- Short exercise
Swap "bounding box" for "enclosing box" in the lines below, from the line containing "Target: wooden post" through the last line, and give that stretch again with all else unchanged.

- Data shown
+ + + + + + +

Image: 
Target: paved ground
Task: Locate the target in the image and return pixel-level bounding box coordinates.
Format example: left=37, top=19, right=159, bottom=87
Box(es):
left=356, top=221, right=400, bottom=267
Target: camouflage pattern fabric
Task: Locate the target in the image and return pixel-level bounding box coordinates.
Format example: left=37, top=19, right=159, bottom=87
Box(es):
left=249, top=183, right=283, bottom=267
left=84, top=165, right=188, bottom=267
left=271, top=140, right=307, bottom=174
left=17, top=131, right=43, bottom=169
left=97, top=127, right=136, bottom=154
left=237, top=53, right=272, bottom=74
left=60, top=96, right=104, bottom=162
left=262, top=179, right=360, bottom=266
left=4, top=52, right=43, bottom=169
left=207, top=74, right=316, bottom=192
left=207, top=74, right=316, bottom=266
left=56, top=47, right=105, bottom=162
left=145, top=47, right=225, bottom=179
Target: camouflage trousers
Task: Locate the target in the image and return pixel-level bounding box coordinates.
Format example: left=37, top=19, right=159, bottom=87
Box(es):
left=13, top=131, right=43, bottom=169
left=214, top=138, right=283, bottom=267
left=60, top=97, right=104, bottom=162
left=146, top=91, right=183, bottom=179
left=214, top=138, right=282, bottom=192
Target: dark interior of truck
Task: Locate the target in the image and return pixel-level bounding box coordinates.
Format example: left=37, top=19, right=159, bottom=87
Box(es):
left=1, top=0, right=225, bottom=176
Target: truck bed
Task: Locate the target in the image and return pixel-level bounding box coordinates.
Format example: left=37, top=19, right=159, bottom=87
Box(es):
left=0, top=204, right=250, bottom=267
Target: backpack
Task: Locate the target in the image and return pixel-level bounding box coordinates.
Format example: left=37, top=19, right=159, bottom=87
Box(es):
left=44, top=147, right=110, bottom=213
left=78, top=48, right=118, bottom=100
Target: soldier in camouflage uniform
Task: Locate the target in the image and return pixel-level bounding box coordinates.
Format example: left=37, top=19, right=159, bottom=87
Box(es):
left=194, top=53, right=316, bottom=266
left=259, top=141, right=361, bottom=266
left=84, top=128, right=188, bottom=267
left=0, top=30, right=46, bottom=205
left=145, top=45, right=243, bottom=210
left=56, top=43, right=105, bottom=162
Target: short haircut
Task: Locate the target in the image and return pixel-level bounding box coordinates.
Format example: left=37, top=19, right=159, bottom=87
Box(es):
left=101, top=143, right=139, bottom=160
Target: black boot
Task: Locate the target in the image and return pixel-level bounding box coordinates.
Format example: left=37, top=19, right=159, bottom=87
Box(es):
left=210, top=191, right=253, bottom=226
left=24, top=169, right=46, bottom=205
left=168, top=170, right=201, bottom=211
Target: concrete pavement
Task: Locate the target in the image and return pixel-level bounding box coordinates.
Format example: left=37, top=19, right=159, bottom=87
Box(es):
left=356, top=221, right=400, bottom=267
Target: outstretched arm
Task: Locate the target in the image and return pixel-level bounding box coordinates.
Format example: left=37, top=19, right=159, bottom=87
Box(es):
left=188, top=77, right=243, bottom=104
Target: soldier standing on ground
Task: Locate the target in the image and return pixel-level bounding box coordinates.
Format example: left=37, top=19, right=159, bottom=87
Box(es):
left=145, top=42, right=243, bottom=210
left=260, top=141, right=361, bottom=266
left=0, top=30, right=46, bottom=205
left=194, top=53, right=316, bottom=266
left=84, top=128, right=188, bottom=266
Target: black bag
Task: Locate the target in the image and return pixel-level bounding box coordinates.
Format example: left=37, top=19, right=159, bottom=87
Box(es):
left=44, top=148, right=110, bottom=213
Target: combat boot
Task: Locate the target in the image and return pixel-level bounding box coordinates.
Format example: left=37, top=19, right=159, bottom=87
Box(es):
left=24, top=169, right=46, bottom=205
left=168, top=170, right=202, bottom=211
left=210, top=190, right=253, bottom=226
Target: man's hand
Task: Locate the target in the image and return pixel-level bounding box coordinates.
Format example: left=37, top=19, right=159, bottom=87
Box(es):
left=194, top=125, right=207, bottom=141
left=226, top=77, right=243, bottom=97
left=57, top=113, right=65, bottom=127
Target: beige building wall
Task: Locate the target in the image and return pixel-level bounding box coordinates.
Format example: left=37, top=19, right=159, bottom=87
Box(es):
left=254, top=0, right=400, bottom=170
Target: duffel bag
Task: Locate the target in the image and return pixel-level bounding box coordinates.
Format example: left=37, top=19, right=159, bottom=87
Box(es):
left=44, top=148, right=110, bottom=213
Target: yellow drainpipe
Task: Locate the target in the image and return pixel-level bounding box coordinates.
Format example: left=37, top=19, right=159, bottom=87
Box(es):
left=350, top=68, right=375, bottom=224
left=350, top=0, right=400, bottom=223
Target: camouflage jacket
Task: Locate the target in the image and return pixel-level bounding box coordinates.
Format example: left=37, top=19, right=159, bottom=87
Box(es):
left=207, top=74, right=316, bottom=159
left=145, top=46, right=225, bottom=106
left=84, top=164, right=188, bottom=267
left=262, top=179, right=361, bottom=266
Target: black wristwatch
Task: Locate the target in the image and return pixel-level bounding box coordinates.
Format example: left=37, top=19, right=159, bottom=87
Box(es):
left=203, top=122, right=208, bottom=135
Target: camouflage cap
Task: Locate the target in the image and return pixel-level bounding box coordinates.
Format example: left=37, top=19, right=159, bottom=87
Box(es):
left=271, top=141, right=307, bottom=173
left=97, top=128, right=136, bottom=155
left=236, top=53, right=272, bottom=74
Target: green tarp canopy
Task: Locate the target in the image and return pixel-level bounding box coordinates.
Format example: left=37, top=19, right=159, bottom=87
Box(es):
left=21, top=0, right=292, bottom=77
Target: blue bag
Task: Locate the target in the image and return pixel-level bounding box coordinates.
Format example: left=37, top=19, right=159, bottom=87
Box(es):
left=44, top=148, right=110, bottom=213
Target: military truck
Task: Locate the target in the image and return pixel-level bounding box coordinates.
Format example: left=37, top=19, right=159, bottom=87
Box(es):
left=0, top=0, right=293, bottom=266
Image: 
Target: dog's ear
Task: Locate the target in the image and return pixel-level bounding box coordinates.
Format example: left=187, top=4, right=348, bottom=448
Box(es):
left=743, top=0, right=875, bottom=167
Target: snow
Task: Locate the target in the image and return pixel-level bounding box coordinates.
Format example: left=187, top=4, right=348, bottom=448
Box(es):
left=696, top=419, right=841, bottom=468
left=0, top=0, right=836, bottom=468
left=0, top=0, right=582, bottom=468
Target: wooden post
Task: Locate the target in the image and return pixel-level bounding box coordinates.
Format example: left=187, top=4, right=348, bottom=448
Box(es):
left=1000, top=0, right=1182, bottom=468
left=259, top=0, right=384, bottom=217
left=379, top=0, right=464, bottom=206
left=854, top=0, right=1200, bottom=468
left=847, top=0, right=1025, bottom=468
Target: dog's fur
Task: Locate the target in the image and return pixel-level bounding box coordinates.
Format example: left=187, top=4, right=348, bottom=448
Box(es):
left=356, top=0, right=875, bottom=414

+ + + + + + +

- Response to this exercise
Target: wooden post
Task: Locate the target in the image and return pixel-level enclosing box coordinates.
Format example: left=187, top=4, right=348, bottom=448
Box(es):
left=1000, top=0, right=1182, bottom=468
left=259, top=0, right=384, bottom=217
left=379, top=0, right=464, bottom=206
left=854, top=0, right=1200, bottom=468
left=847, top=0, right=1025, bottom=468
Target: dog's fur
Task: Locate the target in the image and return pixel-level enclosing box coordinates.
Format example: left=187, top=4, right=348, bottom=448
Box(es):
left=356, top=0, right=875, bottom=414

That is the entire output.